## What you should do:
Look through the records below for the line holding "like point(284, 7).". Write it out exactly, with each following line through the line holding "like point(611, 340).".
★ ★ ★ ★ ★
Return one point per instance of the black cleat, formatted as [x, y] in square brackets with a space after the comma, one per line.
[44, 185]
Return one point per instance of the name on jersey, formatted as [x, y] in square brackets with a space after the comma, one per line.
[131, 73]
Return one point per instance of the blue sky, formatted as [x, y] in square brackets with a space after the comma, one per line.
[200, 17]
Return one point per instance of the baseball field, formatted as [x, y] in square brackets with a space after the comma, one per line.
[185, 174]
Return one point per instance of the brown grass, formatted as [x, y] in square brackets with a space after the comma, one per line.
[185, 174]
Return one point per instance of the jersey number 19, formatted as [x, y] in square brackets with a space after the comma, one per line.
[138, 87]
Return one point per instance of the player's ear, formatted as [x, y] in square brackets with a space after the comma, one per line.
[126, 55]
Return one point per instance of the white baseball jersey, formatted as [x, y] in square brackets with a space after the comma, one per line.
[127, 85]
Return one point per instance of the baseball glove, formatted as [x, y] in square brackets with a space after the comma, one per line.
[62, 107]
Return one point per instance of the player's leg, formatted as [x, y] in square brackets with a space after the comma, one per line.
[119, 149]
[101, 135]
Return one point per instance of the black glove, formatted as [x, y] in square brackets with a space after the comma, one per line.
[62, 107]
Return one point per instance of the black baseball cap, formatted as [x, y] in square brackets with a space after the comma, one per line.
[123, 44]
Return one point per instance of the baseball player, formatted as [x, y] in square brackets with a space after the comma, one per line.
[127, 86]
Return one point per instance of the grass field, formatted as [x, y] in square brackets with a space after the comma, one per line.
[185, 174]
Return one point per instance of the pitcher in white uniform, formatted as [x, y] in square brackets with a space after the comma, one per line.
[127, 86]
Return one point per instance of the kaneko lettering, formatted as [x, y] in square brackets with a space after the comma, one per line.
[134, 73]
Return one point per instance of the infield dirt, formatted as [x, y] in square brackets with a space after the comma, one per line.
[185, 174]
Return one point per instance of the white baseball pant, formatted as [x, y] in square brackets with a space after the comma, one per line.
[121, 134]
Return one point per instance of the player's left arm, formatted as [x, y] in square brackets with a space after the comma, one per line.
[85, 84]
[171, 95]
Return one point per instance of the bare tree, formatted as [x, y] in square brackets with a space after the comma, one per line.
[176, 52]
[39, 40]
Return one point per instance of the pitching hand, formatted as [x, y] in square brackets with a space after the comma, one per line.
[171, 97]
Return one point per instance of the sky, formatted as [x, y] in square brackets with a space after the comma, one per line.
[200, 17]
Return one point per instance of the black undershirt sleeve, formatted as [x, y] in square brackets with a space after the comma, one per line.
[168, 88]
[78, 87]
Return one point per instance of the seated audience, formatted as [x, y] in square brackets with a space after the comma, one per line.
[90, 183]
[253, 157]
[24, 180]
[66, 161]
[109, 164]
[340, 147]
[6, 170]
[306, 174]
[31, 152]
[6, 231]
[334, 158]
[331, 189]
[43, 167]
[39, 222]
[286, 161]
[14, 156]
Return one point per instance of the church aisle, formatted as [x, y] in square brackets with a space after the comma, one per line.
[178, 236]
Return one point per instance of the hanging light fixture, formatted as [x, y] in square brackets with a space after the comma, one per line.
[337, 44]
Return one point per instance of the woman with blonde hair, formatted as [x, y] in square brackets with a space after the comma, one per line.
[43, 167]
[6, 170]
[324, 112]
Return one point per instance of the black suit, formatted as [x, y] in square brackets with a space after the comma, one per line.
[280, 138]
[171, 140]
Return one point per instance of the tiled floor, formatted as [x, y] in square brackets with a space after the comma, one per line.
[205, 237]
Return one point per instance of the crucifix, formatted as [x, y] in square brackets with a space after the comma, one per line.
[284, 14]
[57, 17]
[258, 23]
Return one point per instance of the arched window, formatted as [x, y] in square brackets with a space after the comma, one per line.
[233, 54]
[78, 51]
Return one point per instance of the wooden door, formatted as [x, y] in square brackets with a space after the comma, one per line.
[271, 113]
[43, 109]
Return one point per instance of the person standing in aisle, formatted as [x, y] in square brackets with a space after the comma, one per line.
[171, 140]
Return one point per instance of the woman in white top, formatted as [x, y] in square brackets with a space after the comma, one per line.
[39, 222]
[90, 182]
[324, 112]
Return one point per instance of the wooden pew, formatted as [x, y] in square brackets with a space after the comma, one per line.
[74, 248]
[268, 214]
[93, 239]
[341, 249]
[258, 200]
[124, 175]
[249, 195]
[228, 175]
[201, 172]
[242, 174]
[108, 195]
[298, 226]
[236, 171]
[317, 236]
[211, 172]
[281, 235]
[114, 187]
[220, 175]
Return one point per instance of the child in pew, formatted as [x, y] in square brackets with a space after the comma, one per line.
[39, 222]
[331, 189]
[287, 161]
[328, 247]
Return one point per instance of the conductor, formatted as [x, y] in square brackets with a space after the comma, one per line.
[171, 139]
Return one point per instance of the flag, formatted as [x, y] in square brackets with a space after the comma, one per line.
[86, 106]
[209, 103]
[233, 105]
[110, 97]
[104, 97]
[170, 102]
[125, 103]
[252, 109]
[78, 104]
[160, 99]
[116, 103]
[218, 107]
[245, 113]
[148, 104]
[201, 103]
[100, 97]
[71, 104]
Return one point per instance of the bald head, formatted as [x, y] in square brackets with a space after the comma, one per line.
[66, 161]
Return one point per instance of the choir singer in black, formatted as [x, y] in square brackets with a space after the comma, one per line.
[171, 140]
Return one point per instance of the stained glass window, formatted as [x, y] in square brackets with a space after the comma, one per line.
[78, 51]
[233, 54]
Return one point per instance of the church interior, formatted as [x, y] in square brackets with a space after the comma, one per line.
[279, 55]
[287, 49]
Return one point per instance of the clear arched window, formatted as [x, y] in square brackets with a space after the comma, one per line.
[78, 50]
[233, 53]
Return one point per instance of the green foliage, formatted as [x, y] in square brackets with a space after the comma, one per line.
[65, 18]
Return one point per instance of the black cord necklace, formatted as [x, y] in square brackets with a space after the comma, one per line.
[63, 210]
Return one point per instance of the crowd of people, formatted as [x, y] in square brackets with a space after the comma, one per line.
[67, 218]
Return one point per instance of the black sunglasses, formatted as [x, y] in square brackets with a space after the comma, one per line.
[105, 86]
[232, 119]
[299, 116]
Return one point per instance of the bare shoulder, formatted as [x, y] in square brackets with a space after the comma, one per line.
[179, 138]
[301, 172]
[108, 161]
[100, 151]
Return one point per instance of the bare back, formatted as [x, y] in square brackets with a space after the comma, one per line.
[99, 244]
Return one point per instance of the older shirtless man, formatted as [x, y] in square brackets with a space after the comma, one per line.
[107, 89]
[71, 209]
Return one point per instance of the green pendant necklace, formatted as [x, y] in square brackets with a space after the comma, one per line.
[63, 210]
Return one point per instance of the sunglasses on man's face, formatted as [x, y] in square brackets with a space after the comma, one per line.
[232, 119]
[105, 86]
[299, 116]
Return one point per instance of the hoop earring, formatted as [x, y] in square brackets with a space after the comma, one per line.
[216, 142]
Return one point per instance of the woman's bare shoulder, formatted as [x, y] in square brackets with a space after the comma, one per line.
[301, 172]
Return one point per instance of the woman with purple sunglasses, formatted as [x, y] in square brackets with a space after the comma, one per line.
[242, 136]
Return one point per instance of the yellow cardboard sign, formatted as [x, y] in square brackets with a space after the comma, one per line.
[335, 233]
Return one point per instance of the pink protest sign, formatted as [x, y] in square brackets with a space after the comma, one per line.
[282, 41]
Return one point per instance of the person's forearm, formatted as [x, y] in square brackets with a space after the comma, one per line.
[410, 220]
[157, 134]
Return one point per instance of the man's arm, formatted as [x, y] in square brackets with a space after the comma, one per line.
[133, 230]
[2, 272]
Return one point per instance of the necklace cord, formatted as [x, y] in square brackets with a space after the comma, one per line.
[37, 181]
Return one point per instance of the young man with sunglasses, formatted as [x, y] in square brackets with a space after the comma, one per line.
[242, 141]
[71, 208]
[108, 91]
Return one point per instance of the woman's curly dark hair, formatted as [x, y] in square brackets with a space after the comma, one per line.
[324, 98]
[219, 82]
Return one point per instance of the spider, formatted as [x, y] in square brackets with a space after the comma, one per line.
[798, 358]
★ ★ ★ ★ ★
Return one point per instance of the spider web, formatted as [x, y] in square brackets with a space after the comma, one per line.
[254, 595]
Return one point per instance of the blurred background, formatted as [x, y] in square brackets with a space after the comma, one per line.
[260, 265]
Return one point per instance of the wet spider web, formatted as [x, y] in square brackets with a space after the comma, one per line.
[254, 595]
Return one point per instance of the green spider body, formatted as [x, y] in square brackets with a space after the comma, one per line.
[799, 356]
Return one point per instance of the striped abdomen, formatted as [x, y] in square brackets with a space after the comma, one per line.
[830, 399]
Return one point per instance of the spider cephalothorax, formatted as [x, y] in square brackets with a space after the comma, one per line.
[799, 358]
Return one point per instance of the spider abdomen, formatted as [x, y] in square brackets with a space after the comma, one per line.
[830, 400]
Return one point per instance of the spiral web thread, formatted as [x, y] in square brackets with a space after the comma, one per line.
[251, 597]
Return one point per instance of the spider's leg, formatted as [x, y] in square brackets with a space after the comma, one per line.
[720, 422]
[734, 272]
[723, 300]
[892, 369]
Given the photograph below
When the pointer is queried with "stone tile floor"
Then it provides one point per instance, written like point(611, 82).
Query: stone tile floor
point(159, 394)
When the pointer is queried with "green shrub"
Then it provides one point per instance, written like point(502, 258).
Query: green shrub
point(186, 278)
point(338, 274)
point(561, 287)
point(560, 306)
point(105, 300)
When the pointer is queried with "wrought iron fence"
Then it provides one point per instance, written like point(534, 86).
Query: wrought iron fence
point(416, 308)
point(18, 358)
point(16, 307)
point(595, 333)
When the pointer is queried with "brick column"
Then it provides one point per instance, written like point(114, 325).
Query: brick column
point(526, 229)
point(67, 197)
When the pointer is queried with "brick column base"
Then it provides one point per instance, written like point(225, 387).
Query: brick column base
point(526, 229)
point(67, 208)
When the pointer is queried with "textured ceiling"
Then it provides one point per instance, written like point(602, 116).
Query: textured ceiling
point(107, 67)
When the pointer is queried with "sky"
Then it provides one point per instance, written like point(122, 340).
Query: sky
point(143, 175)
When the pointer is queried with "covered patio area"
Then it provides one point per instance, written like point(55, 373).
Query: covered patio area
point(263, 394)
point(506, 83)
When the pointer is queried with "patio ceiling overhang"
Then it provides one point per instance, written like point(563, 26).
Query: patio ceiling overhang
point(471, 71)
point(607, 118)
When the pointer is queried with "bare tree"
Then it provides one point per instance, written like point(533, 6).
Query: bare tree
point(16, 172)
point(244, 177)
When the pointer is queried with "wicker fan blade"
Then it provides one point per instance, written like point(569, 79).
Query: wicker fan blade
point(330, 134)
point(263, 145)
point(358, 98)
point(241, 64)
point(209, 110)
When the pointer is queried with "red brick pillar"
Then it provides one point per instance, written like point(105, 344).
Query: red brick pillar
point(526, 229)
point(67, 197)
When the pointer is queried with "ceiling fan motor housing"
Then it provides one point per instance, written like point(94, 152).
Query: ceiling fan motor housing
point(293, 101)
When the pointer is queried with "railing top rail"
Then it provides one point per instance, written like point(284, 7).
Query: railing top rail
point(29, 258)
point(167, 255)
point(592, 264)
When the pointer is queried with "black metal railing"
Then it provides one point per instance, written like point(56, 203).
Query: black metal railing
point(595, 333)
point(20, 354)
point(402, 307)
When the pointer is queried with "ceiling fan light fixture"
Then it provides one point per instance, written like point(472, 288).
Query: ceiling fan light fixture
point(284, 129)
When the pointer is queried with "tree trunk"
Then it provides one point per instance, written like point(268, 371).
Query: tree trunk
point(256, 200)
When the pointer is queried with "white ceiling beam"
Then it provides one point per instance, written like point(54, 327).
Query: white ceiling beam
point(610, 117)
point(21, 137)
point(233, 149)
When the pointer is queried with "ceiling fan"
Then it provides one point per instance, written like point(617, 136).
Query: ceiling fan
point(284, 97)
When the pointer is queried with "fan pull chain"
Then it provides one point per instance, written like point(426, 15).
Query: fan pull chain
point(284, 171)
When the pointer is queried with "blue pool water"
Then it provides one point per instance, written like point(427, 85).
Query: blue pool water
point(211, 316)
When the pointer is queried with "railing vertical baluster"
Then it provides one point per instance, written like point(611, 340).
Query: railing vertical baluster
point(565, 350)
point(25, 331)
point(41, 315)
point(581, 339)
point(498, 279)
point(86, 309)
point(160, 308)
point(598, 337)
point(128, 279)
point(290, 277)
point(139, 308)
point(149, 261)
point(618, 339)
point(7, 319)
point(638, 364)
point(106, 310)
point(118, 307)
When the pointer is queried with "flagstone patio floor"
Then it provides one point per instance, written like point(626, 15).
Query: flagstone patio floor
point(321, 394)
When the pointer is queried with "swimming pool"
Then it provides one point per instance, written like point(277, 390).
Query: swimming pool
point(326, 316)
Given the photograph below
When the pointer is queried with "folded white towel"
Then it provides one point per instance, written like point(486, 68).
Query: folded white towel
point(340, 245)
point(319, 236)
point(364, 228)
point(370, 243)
★ ★ ★ ★ ★
## Solution below:
Then it provides one point per instance, written like point(284, 7).
Query: railing top rail
point(29, 258)
point(167, 255)
point(592, 264)
When the pointer is queried with "black metal railing"
Then it provides one point per instance, written like point(56, 203).
Query: black metal railing
point(595, 333)
point(20, 354)
point(402, 307)
When the pointer is queried with "ceiling fan light fixture"
Then it provides one point per instance, written like point(472, 288).
Query: ceiling fan light fixture
point(284, 129)
When the pointer is queried with "tree trunk"
Then it provides one point per instance, written like point(268, 371).
Query: tree trunk
point(256, 200)
When the pointer is queried with "white ceiling beam"
Then it provides one point per instance, written like point(54, 327).
Query: white ceiling beam
point(610, 117)
point(21, 137)
point(233, 149)
When the pointer is queried with "ceiling fan"
Then it provides one point per instance, written like point(617, 136).
Query: ceiling fan
point(284, 97)
When the pointer is queried with "fan pull chain"
Then it provides one point per instance, written like point(426, 15).
Query: fan pull chain
point(284, 171)
When the pointer is queried with "blue pool water"
Then it provides one point per instance, written like point(427, 85).
Query: blue pool water
point(211, 316)
When the pointer is queried with "railing vertical baluster"
Then it provides one point per instance, written like point(611, 340).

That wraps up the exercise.